→ Data for the task:
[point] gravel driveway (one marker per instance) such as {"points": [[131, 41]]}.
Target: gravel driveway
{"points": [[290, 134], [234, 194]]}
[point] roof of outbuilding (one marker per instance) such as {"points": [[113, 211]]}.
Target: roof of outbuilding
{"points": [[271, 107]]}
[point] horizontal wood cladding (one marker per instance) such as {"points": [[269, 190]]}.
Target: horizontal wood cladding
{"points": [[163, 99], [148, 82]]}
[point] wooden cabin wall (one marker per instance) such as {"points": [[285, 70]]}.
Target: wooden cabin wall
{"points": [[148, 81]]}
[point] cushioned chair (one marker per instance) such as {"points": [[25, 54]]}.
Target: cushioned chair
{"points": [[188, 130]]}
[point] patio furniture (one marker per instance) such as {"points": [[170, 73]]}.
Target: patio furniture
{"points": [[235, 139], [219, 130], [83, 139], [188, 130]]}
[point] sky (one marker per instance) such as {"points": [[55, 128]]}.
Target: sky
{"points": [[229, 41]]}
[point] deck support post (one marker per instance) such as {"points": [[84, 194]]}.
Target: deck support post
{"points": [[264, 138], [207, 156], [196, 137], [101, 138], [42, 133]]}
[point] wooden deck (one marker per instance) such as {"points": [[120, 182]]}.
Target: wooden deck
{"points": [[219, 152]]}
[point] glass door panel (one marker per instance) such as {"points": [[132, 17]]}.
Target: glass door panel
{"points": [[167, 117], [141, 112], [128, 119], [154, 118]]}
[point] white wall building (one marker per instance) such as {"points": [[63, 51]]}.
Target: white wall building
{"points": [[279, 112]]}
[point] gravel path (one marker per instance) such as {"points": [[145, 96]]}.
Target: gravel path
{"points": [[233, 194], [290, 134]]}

→ Exercise aim: Starting at the line containing "[point] wooden deck" and ending at the last line of the items, write out only those lines again, requests included, with every point coordinate in the answers scaled by 1.2 and rounded to a whole number, halves rounded up. Numbers in the requests and their sample formats stay as they are.

→ Answer:
[point] wooden deck (one marker per instance) such as {"points": [[120, 182]]}.
Target: wooden deck
{"points": [[263, 182]]}
[point] glass door panel (one marker per instance) such as {"points": [[132, 17]]}.
Target: glass door panel
{"points": [[200, 140], [169, 134], [154, 143], [185, 142]]}
[point] white wall building (one marker per instance) such as {"points": [[63, 51]]}.
Target: white wall building
{"points": [[335, 134]]}
[point] gravel path (one marker per instance) such as {"points": [[145, 96]]}.
Target: gravel path
{"points": [[280, 233], [348, 161]]}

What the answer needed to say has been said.